Vos tâches —
**1.** Résumez l'extrait de l'arrêt en deux phrases.
**2.** Relevez, dans l'ordre de leur première apparition, toutes les dates distinctes que mentionne l'extrait de l'arrêt.

Extrait fourni —
▶

COUR D'APPEL D'AIX-EN-PROVENCE
Chambre 1-9
ARRÊT SUR RENVOI DE CASSATION
DU 13 OCTOBRE 2022
N° 2022/662
Rôle N° RG 21/15267 - N° Portalis DBVB-V-B7F-BIJZF
S.C. VICTORIA NICOLAS BENJAMIN ANGELINE AND CO
C/
S.A. BNP PARIBAS PERSONAL FINANCE
S.A.R.L. SIENNE MOSAICA
TRESOR PUBLIC
Copie exécutoire délivrée
le :
à :
Me BLANCHE
Me KIEFFER
Décision déférée à la Cour :
Arrêt prononcé sur saisine de la Cour suite à l'arrêt rendu par la Cour de Cassation en date du 15 Avril 2021 qui a cassé et annulé l'arrêt rendu par la Cour d'Appel d'AIX EN PROVENCE en date du 16 Mai 2019 enregistré (e) au répertoire général sous le n° 18/20322.
DEMANDERESSE SUR RENVOI DE CASSATION
S.C. VICTORIA NICOLAS BENJAMIN ANGELINE AND CO Chez Monsieur [U] [W], ès-qualités de mandataire ad hoc de la société demeurant - [Adresse 1], demeurant [Adresse 3]
représentée par Me Thierry BLANCHE de la SELAS COMPAGNIE FIDUCIAIRE ANTIBOISE, avocat au barreau de GRASSE
DEFENDEURS SUR RENVOI DE CASSATION
S.A. BNP PARIBAS PERSONAL FINANCE, demeurant [Adresse 2]
représentée par Me Frédéric KIEFFER de la SELARL KIEFFER - MONASSE & ASSOCIES, avocat au barreau de GRASSE, plaidant
S.A.R.L. SIENNE MOSAICA, prise en la personne de son représentant légal en exercice élisant domicile
signifiée au domicile élu le 23/11/2021, demeurant [Adresse 8]
non comparante
TRÉSOR PUBLIC, pris en la personne de Monsieur le directeur départemental des finances publiques des Alpes-martimes domicilié en son établissement de la Trésorerie principale d'Antibes, signifiée à personne habilitée le 23/11/2021, demeurant [Adresse 6]
non comparant
*-*-*-*-*
COMPOSITION DE LA COUR
L'affaire a été débattue le 16 Juin 2022 en audience publique. Conformément à l'article 804 du code de procédure civile, Agnès DENJOY, Présidente de Chambre, a fait un rapport oral de l'affaire à l'audience avant les plaidoiries.

◀

Jeu de données —
▶

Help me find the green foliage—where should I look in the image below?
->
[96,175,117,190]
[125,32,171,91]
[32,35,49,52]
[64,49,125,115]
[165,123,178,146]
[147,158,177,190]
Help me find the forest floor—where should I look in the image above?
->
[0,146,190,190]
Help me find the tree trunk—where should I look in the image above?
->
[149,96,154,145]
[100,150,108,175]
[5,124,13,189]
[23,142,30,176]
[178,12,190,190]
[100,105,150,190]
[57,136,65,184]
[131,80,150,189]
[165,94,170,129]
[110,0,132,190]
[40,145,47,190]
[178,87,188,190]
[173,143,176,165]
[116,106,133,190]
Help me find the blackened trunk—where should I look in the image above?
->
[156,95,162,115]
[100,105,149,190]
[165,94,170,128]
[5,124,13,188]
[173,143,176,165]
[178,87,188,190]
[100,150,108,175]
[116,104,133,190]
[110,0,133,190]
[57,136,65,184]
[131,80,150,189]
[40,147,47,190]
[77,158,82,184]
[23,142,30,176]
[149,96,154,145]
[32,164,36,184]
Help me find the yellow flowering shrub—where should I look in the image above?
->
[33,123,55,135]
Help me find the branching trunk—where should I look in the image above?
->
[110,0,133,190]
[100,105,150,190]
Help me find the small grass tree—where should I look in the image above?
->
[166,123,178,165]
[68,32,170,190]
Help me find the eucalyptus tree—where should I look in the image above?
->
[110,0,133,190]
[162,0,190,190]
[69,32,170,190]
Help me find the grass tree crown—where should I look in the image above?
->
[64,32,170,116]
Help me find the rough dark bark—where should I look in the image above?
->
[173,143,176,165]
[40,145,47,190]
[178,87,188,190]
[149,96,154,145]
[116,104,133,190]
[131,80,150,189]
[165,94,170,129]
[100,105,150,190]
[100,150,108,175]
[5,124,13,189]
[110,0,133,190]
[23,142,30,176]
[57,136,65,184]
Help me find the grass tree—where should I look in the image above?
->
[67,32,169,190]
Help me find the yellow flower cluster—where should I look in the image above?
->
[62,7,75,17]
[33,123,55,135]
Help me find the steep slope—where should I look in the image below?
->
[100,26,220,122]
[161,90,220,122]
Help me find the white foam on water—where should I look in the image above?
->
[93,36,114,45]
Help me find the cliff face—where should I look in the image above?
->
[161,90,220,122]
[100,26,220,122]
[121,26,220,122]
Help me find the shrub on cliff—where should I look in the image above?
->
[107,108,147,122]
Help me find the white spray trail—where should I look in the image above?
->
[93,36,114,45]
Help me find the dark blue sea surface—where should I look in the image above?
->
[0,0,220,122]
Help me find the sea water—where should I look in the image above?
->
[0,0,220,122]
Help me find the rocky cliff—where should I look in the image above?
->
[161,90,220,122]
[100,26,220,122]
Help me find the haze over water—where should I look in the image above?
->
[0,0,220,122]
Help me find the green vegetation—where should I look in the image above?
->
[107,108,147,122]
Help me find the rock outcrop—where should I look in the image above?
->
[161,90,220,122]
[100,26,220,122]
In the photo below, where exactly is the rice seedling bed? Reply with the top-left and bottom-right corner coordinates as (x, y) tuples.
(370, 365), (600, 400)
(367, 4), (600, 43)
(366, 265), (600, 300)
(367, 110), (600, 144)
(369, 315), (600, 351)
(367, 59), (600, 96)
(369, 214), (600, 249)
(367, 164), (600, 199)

◀

Réponses par tâche —
**1.** Le 13 octobre 2022, la chambre 1-9 de la cour d'appel d'Aix-en-Provence rend cet arrêt sur renvoi, après que la Cour de cassation a cassé et annulé, le 15 avril 2021, l'arrêt rendu par cette même cour le 16 mai 2019. L'affaire oppose la S.C. Victoria Nicolas Benjamin Angeline and Co, demanderesse, à la S.A. BNP Paribas Personal Finance, à la S.A.R.L. Sienne Mosaica et au Trésor public, ces deux derniers étant non comparants, et elle a été débattue en audience publique le 16 juin 2022.

**2.**
- 13 octobre 2022
- 15 avril 2021
- 16 mai 2019
- 23/11/2021
- 16 juin 2022